Tasks to carry out —
**1.** Answer these from the abstract on simplified total body irradiation:
(a) What existing system were the results compared to?
(b) What maximum field size is used, and for what purpose?
(c) Over what range did the arc vary with patient size?
**2.** Continue the abstract on simplified total body irradiation from the point where it stops.

Excerpted text —
====
P Tsiamas*, M Czerminska , G Makrigiorgos , M Karen , P Zygmanski , Brigham & Women's Hospital/ Dana-Farber Institute/ Harvard Medical School, Boston, MA


TH-C-12A-4 Thursday 10:15AM - 12:15PM Room: 12A

A simplified Total Body Irradiation (TBI) was developed to work with minimal requirements in a compact linac room without custom motorized TBI couch. Results were compared to our existing fixed-gantry double 4 MV linac TBI system with prone patient and simultaneous AP/PA irradiation.

Modulated arc irradiates patient positioned in prone/supine positions along the craniocaudal axis. A simplified inverse planning method developed to optimize dose rate as a function of gantry angle for various patient sizes without the need of graphical 3D treatment planning system. This method can be easily adapted and used with minimal resources. Fixed maximum field size (40x40 cm2) is used to decrease radiation delivery time. Dose rate as a function of gantry angle is optimized to result in uniform dose inside rectangular phantoms of various sizes and a custom VMAT DICOM plans were generated using a DICOM editor tool. Monte Carlo simulations, film and ionization chamber dosimetry for various setups were used to derive and test an extended SSD beam model based on PDD/OAR profiles for Varian 6EX/ TX. Measurements were obtained using solid water phantoms. Dose rate modulation function was determined for various size patients (100cm - 200cm). Depending on the size of the patient arc range varied from 100° to 120°.
====
Provided information —
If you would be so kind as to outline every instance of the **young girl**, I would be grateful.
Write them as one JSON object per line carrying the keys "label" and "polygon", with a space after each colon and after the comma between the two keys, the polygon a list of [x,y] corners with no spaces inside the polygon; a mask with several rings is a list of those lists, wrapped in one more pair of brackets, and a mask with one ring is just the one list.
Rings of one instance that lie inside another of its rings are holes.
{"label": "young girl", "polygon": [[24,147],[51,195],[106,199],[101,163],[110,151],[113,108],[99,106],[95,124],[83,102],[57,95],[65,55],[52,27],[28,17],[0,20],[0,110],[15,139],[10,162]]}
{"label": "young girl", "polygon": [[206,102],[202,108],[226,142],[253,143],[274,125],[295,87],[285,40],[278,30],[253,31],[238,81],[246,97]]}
====
Answers below —
**1.**
(a) A fixed-gantry double 4 MV linac TBI system with prone patient and simultaneous AP/PA irradiation.
(b) 40x40 cm2, to decrease radiation delivery time.
(c) From 100° to 120°.

**2.**
A PDD/OAR based beam model for modulated arc TBI therapy was developed. Lateral dose profiles produced were similar to profiles of our existing TBI facility. Calculated delivery time and full arc depended on the size of the patient (~8min/ 100° - 10min/ 120°, 100 cGy). Dose heterogeneity varied by about ±5% - ±10% depending on the patient size and distance to the surface (buildup region).

TBI using simplified modulated arc along craniocaudal axis of different size patients positioned on the floor can be achieved without graphical / inverse 3D planning.